═══ Texto citado

Nessa entrevista pingue-pongue, o antropólogo comenta a relação da cidade com as temáticas de medo e violência – da periferia ao grande centro, abordando através das especificidades as consequências e desdobramentos desses fatores até sua percepção ao cenário político atual.


Por Carolina Ghilardi

José Guilherme Cantor Magnani teve uma longa trajetória de formação. Cursou Ciências Sociais pela UFPR, no ano de instauração da Ditadura no país, 1964. Conseguiu terminar a graduação, mas optou por sair do Brasil após ser condenado pela lei de segurança nacional, em razão de militância no movimento estudantil. Foi para o Chile, onde iniciou os estudos em sociologia na pós graduação pela Faculdade Latino-Americana de Ciências Sociais (FLACSO). Presenciou o golpe militar no Chile, e teve que se mudar para a Argentina, onde atuou como pesquisador na FLACSO. Voltou para o Brasil e ingressou na Pós Graduação em Ciências Humanas da USP, onde hoje é Professor Titular do Departamento de Antropologia, do Programa de Pós-graduação em Antropologia Social e coordenador do Núcleo de Antropologia Urbana.

══════
═══ Linhas armazenadas

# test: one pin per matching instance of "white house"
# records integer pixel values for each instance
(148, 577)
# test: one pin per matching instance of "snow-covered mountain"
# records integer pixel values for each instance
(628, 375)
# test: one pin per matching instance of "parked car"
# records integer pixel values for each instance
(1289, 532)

══════
═══ Linhas armazenadas

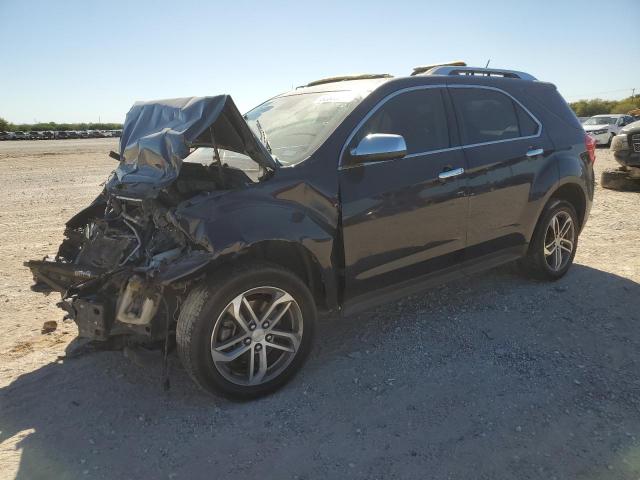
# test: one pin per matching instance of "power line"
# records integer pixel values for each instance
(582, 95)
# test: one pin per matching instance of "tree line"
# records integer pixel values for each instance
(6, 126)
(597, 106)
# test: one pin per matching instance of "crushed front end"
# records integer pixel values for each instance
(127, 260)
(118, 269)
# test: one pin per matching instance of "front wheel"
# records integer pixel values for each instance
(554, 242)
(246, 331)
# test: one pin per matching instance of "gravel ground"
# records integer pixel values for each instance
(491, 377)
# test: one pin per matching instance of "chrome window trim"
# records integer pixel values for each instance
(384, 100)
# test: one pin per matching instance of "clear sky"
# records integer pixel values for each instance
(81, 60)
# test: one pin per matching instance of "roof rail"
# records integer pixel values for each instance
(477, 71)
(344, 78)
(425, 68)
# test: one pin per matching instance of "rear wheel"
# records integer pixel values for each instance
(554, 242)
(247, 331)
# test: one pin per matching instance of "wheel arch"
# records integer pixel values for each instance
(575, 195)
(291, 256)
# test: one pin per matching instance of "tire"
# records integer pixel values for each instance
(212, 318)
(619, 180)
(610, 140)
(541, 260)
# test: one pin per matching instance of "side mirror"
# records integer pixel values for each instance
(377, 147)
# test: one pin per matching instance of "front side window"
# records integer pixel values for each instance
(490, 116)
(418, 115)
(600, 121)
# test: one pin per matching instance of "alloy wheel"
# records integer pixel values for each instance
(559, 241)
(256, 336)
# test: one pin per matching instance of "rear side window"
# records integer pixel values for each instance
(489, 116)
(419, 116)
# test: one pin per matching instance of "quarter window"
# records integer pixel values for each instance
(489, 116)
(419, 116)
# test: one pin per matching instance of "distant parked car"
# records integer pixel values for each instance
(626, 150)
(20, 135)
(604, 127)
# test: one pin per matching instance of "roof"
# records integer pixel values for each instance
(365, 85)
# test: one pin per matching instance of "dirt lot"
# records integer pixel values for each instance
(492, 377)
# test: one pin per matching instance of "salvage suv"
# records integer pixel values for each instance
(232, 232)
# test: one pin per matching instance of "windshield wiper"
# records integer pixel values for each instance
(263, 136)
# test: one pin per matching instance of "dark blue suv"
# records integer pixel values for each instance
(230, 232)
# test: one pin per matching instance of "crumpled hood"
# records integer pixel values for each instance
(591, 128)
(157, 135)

══════

> **Exercícios propostos**
A: Filtre a listagem e copie cada linha em que aparece a palavra "front".
B: Retome o texto sobre a trajetória do antropólogo, continuando logo após a última frase apresentada.
O texto e a listagem provêm de fontes distintas.

> **Respostas por exercício**
A:
# test: one pin per matching instance of "crushed front end"
# test: one pin per matching instance of "front wheel"
# test: one pin per matching instance of "front side window"

B:
Magnani enxergou São Paulo como um grande laboratório de práticas culturais, sociabilidade e trocas simbólicas – estendendo às cidades de forma geral. Com ênfase em pesquisar etnografia, cidade, sociabilidade, lazer e religiosidade, busca compreender cidade e periferia, a partir dos vários grupos ali instalados, as modificações dessas presenças na dinâmica urbana e o estabelecimento de vínculos e alianças nesse sistema complexo.

Nessa entrevista pingue-pongue, o antropólogo comenta a relação da cidade com as temáticas de medo e violência – da periferia ao grande centro, abordando atráves das especificidades as consequências e desdobramentos desses fatores até sua percepção ao cenário político atual.

Você observou algumas comunidades pelo Núcleo de Antropologia da USP e em outros projetos, como o medo afeta essas comunidades de uma forma mais intensa?

José Magnani – O medo afeta essas comunidades no sentido delas se fecharem em si mesmas. A ideia de uma comunidade na Antropologia, é justamente a prática de entrar em contato com as comunidades, participar da vida dos membros e assim o antropólogo perceber como se dão as relações de parentesco, de trabalho e de convivência. No caso do ambiente urbano, há essa relação interna dos membros, mas o medo faz com que as comunidades se fechem para um quadro muito mais amplo ao qual elas estão inseridas, o quadro da cultura urbana. Esse “se fechar” significa uma perda de experiências mais alargadas, um problema grave para a comunidade porque ela fica somente em seus membros.

Com base nas suas pesquisas, quais são os principais fatores que desenvolvem a violência urbana?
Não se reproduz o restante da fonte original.